YOUR INSTRUCTIONS:
From the comments on pine beetles and forest fires, reproduce the passage starting with "Reply to  Mike" and going on through "cicada early on .", swapping "cicada" for "locust".

-- EXTRACT PROVIDED follows --

How about a little common sense? 1) Dead trees burn better than live ones. 2) Pine beetles kill trees.
What fraction of trees need to be dead before there is a significantly increase risk of forest fire?

March 26, 2015 9:54 am

The main cause of beetle infestation is and continues to be suppression of forest fires.
That statement is utterly FALSE and WRONG. That is not how it works.
Fires CAUSE beetle outbreaks, not the reverse.
“Fire suppression” does not cause fires or beetles. That’s just another dysanthropic propaganda rant. You bozos who want forest fires to rage uncontained across millions of acres of America’s priceless heritage forests, farms, towns and cities are similar if not identical to Taliban terrorists.
I know you all are enamoured with Disneyesque pseudo-science, but gee whiz! Catch a clue! Human beings are NOT wrecking the planet or its myriad ecosystems. The green nazis want you to believe that, but its not true.
PS to Frank: live trees burn better than snags with no needles. Maybe not in your fireplace, but definitely outdoors on a dry day in the real world.

Reply to  Mike Dubrasich
March 26, 2015 11:57 am

Semi-Ditto .
I think the comments on the semi-periodic bursts in beetle populations is most reasonable . Quasi-periodic insect outbursts are well known . I grew up in North Shore Suburban Chicago and experienced the cycles of the cicada early on .
Fires don’t cause beetle outbreaks . As I have pointed out with StreetViews , after fires there is nothing left . And around here , it remains that way for decades . Wherever those Disney phoenix pines are , they are not around here .
The term tinder dry is all too accurate . In a hot dry year even a healthy pine forest is dangerously explosive . Once their needles have fallen , I’m sure a beetle killed area would be less so . I think that accounts for the lack of correlation .
Just a note on aspen : Where they decide to grow remains a mystery to me . We have some in our dale down by our well . That makes sense . It’s the wettest and most protected area . What’s remarkable is that any survive the deer debarking them as saplings to reach adulthood . The attrition is high .
They do come back in along the creeks and washes in the fire scars . But they don’t spread uphill .
What I can’t see any pattern to is the stands of aspen scattered along the flanks of Pikes Peak or along the road to Cripple Creek . It’s not obvious that there’s a difference in available water or sun . The stands just seem random .
Clearly there is need for further research .

Steve P
March 26, 2015 11:46 am

ATheoK
March 24, 2015 at 8:01 am

Healthy pine trees are able to defend themselves, within reason. All the pine beetles need are entry to the cambium layer; cracked bark, broken branches, animal rubs, bear claws even woodpeckers.

(my bold)

-- EXTRACT PROVIDED concluded --
-- DATASET ENTRIES follows --

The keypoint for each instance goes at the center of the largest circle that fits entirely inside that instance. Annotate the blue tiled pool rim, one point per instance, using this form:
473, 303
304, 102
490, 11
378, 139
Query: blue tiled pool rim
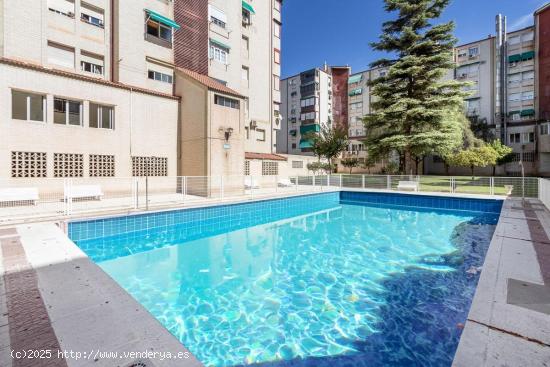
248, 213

-- DATASET ENTRIES concluded --
-- DATASET ENTRIES follows --

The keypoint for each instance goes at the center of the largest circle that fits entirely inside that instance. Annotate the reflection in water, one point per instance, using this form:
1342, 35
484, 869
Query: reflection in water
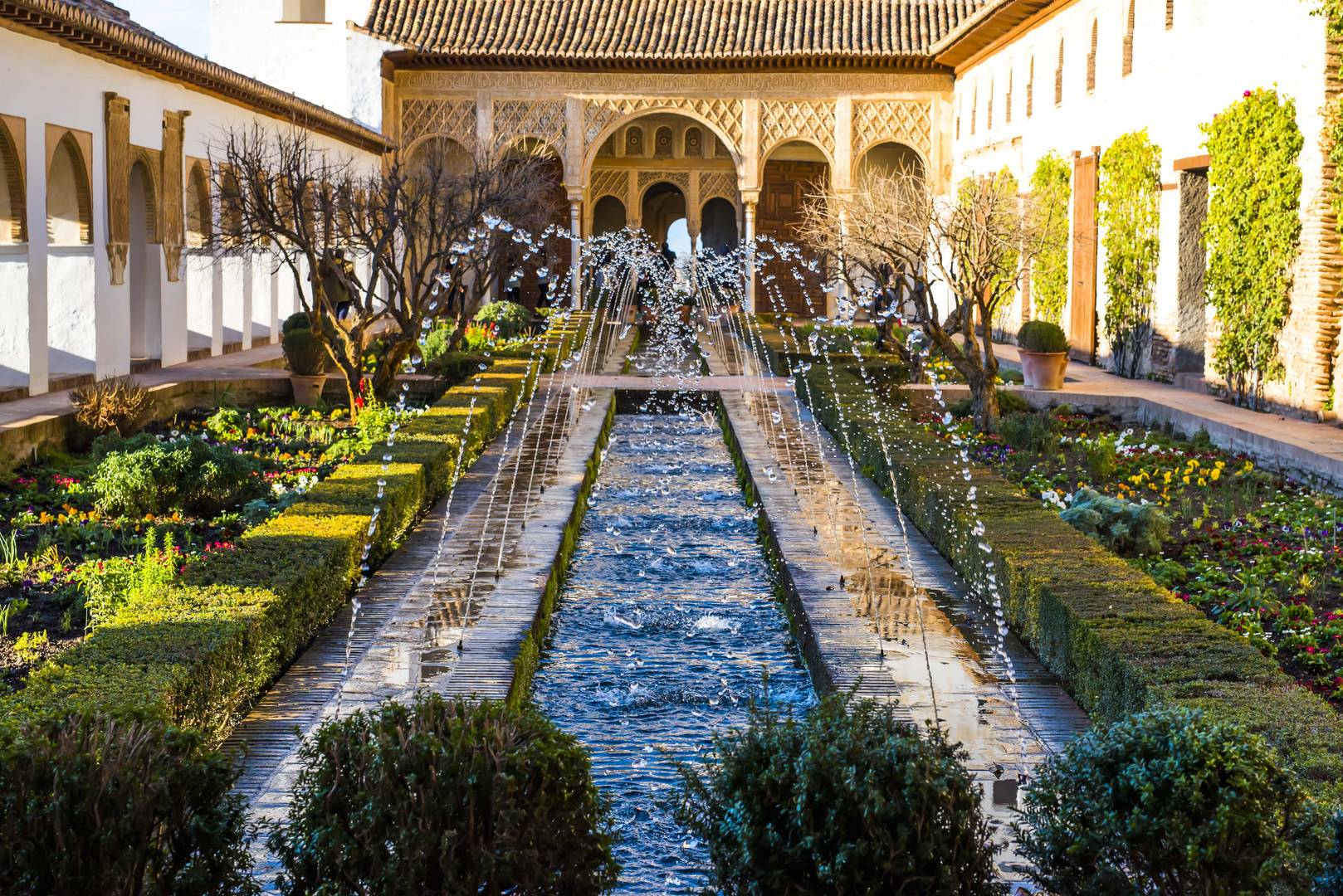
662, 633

-- DATASET ENTRIES concluded --

TASK ANSWER:
Reply to  Mike Dubrasich
March 26, 2015 11:57 am

Semi-Ditto .
I think the comments on the semi-periodic bursts in beetle populations is most reasonable . Quasi-periodic insect outbursts are well known . I grew up in North Shore Suburban Chicago and experienced the cycles of the locust early on .